**The problem:**
Count the lines of the records that contain the word "dark", treating uppercase and lowercase as different, and give only the number.

- - -

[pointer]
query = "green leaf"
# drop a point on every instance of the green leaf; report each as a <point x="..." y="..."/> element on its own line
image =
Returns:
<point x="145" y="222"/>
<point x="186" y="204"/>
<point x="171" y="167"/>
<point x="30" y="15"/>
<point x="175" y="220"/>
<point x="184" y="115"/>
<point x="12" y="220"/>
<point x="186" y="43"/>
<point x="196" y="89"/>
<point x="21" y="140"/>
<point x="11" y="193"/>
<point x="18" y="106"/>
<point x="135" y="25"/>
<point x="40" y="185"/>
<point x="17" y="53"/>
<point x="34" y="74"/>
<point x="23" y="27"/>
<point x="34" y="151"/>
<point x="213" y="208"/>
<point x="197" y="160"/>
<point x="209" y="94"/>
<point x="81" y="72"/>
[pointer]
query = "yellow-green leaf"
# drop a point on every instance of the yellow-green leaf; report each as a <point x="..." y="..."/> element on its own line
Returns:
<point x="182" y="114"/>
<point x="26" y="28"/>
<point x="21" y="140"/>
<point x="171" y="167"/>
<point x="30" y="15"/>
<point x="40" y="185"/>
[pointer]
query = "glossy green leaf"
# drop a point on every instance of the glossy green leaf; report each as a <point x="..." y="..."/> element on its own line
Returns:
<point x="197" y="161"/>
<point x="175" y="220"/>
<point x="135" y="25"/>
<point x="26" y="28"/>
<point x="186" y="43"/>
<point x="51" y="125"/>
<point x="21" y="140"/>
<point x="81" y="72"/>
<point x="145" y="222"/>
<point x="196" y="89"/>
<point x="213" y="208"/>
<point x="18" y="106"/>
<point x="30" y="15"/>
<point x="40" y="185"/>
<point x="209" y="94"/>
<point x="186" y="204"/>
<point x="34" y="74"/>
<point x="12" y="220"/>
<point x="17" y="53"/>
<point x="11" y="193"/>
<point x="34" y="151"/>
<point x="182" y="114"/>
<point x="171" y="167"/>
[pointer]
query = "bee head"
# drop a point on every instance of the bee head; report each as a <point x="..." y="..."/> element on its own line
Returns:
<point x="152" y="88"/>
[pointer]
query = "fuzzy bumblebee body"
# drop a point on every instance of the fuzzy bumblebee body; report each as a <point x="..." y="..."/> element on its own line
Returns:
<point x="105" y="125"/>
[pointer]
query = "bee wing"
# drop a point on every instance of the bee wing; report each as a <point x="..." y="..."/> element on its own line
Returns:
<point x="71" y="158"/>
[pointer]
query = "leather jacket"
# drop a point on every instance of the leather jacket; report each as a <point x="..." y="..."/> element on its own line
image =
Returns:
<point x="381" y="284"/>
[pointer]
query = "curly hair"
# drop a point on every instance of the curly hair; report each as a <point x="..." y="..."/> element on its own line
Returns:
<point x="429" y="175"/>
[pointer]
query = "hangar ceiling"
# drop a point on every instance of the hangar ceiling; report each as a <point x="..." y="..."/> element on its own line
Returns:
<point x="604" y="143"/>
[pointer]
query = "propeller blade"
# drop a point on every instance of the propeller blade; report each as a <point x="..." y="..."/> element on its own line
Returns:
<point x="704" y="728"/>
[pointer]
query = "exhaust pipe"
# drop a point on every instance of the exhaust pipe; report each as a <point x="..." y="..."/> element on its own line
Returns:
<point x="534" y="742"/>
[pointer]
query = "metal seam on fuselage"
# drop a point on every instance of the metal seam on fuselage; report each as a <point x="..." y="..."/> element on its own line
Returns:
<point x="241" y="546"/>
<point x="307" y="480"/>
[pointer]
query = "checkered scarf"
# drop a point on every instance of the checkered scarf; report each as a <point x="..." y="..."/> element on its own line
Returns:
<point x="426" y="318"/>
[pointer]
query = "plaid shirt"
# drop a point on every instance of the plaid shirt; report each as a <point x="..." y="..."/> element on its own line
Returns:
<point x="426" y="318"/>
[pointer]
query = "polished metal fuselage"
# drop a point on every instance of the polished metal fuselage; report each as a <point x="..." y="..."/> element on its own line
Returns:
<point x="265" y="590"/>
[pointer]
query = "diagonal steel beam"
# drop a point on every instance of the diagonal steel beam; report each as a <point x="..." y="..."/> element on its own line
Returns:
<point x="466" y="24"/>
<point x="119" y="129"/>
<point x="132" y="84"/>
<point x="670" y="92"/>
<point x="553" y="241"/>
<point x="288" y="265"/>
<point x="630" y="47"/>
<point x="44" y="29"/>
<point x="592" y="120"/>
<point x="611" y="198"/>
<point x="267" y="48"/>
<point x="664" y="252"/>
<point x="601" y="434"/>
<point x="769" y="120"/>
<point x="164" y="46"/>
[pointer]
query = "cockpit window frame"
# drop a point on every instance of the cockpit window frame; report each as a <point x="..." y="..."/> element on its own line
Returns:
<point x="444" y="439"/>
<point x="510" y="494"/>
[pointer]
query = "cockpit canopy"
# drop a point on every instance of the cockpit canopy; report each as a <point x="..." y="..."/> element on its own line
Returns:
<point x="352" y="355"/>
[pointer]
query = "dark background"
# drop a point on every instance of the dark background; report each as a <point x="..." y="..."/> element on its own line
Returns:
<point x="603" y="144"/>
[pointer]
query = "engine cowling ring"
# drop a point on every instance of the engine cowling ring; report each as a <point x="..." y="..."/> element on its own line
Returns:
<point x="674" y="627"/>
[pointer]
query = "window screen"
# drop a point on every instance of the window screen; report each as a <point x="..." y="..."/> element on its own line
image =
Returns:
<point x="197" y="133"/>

- - -

**The output:**
2